(Document segment)

An easy-to-use bioinformatics interface has been developed by a research group led by Tetsuro Toyoda called the RIKEN Bioinformatics And Systems Engineering division (BASE), Yokohama. The web-service-based tool, called Semantic-JSON, and the portal, BioLOD, integrate access to information contained within genomics, proteomics, and other ‘omics’-based data repositories.
“Advances in life sciences increasingly depend upon cross-analysis and integration of diverse information from multiple large databases maintained on remote computer servers,” explains Toyoda. “The challenge is to facilitate data retrieval, integration and collaboration while maintaining database security.”
As a first step, various research organizations worldwide, including RIKEN, recently published 192 public and 190 private mammalian, plant and protein databases. The data are integrated by SciNetS.org, the Scientists’ Networking System. These databases contain more than 8.2 million individual data records.
Pioneering a new global trend, BASE provides ‘structured linked open data’ and private data via the newly developed BioLOD.org portal connecting with the World Wide Web Consortium (W3C) Linking Open Data initiative. These self-described data are interlinked using standard web technologies allowing automatic reading by computers, thereby making them more useful to researchers. The system facilitates information sharing and collaboration between researchers, but brings new challenges.
“The sheer amount of data contained in our biological data cloud outstripped the capacity of existing bioinformatics interfaces to cope with the complexity of researcher queries, motivating us to develop Semantic-JSON,” explains Toyoda.
Semantic-JSON has two major components. The secured, unified data repository integrates data meaningfully—or ‘semantically’ in computer parlance— from numerous sources. The web-based interface allows researchers to retrieve linked data seamlessly and securely using established bioinformatics programming languages and processing. Bioinformatics researchers can then use their specialized computational tools to analyze raw biological data (Fig. 1).

(Recorded data)
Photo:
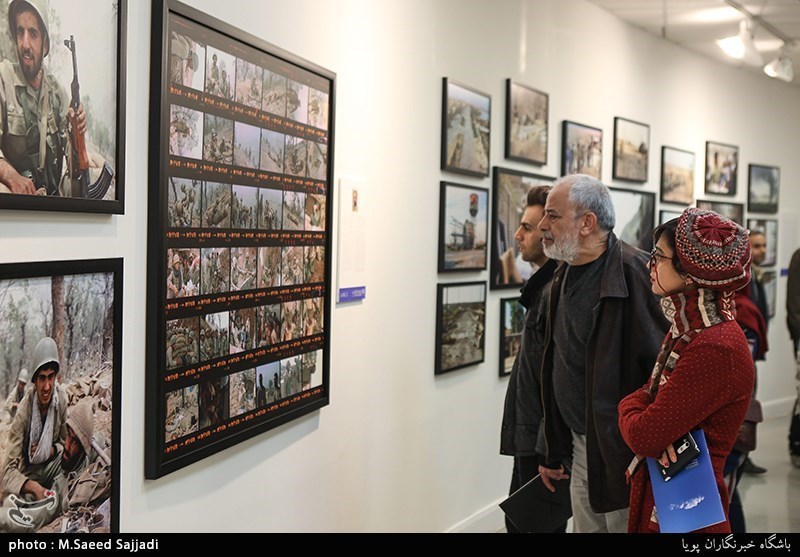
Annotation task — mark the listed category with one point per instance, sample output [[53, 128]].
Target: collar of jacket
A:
[[538, 281]]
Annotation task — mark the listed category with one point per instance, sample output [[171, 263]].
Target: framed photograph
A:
[[636, 214], [722, 165], [770, 282], [763, 188], [769, 227], [512, 323], [466, 127], [527, 123], [664, 216], [631, 150], [733, 211], [61, 346], [581, 150], [80, 56], [239, 245], [509, 198], [460, 325], [463, 225], [677, 176]]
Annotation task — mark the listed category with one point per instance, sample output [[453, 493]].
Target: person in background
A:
[[522, 412], [758, 339], [603, 329], [703, 376], [793, 322]]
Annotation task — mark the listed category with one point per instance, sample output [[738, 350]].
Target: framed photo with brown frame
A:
[[722, 166], [239, 246], [512, 323], [769, 228], [77, 56], [636, 213], [677, 176], [631, 150], [466, 129], [527, 123], [763, 188], [460, 325], [509, 199], [61, 379], [581, 150], [463, 225], [733, 211]]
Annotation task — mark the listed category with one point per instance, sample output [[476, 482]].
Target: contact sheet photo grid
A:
[[239, 244]]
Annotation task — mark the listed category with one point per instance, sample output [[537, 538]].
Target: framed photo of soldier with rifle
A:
[[60, 378], [62, 105], [239, 238]]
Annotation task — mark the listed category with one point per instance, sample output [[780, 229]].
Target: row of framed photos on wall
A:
[[466, 140]]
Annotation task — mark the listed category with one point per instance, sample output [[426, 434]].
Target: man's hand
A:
[[668, 456], [78, 118], [34, 488], [552, 474]]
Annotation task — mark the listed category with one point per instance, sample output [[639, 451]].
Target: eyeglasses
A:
[[655, 256]]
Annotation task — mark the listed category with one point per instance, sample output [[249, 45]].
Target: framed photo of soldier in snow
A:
[[239, 246], [460, 325], [64, 151], [60, 349]]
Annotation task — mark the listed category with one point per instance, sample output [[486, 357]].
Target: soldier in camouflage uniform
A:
[[34, 112]]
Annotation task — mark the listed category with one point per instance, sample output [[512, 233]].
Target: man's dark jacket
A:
[[629, 327], [522, 412]]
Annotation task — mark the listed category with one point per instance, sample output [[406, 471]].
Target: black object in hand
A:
[[686, 450]]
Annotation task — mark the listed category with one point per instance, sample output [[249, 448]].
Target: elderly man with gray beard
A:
[[604, 329]]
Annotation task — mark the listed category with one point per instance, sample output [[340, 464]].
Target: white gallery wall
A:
[[399, 449]]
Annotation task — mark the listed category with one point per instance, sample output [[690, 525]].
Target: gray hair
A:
[[590, 194]]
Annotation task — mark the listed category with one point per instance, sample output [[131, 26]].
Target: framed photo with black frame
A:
[[466, 129], [527, 123], [722, 165], [733, 211], [763, 188], [81, 169], [509, 199], [636, 213], [631, 150], [581, 150], [239, 244], [512, 323], [61, 341], [463, 225], [460, 325], [768, 227], [677, 176]]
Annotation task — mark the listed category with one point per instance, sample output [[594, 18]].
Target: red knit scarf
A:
[[690, 312]]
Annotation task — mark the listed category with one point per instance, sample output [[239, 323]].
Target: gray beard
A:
[[565, 250]]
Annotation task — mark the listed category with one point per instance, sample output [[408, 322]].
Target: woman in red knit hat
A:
[[704, 373]]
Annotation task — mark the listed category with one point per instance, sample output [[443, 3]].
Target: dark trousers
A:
[[794, 427], [525, 469]]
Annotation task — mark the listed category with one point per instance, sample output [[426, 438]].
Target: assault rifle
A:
[[98, 189]]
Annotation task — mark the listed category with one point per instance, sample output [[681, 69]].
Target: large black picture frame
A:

(Exercise instructions) Copy the stretch of the Semantic-JSON article from "Pioneering a new" through "brings new challenges.", substituting "website" for "portal". The records come from a different source than the Semantic-JSON article.

(Result below)
Pioneering a new global trend, BASE provides ‘structured linked open data’ and private data via the newly developed BioLOD.org website connecting with the World Wide Web Consortium (W3C) Linking Open Data initiative. These self-described data are interlinked using standard web technologies allowing automatic reading by computers, thereby making them more useful to researchers. The system facilitates information sharing and collaboration between researchers, but brings new challenges.